▶ _Objective_
Copy out the material below word for word, leaving out the pictures.

══════════

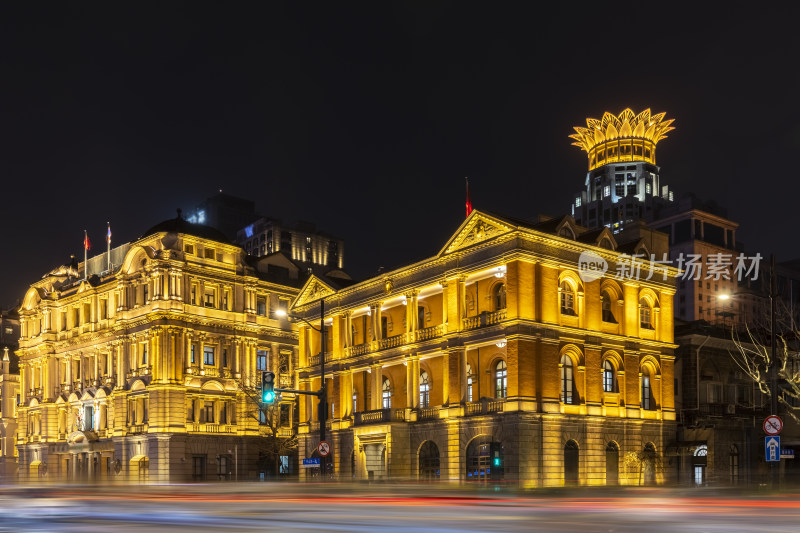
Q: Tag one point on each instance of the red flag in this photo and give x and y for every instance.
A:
(469, 202)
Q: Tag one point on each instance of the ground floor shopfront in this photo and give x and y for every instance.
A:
(520, 448)
(151, 458)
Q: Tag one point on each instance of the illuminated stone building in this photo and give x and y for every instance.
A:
(9, 393)
(140, 371)
(495, 360)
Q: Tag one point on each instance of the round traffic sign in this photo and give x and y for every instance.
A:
(324, 448)
(773, 425)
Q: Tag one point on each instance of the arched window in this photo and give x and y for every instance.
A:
(645, 314)
(608, 308)
(567, 299)
(567, 380)
(499, 293)
(424, 390)
(612, 463)
(470, 381)
(608, 377)
(649, 464)
(571, 462)
(387, 394)
(429, 461)
(733, 464)
(501, 379)
(647, 393)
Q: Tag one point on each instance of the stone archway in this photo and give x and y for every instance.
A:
(429, 461)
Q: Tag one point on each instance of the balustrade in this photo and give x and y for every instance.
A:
(484, 319)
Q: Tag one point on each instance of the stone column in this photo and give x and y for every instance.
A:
(377, 387)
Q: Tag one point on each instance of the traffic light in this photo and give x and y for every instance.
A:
(267, 387)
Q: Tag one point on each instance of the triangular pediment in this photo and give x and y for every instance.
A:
(313, 290)
(478, 227)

══════════

▶ _Answer to the problem_
Q: Tag one point on each instance of the red flag in this photo and give x and y for every instance.
A:
(469, 202)
Q: Tag one point on each instance of the ground floor shopfront in this photo and give x and y for every instance.
A:
(520, 448)
(151, 458)
Q: Tag one point on each instance of the illuminated stone building in this photo and give x and y for every instance.
A:
(9, 393)
(140, 371)
(495, 360)
Q: Tag one point on each instance of the round traffic sign in this photo and give x and y for every instance.
A:
(324, 448)
(773, 425)
Q: Tag one point on each instance of the arched window in this photo and give x and y for every instance.
A:
(645, 314)
(608, 308)
(567, 299)
(567, 380)
(499, 293)
(424, 390)
(612, 463)
(470, 381)
(608, 377)
(649, 464)
(571, 462)
(387, 394)
(429, 461)
(733, 464)
(501, 379)
(647, 393)
Q: Tag one point on each instance of the stone archway in this photo and give x and y for every instance.
A:
(429, 461)
Q: Tag one point on each instance of the balustrade in this photo and give x and y for every instance.
A:
(484, 319)
Q: Tag one point on each instance of the stone column in this photo and give x and y for every instance.
A:
(377, 387)
Q: Tag one point on each instance of the traffic light in this photo and give x and y for every instance.
A:
(267, 387)
Q: Tag one point on each instance of the triangular pediment in this photo and give x and y for every instance.
A:
(313, 290)
(478, 227)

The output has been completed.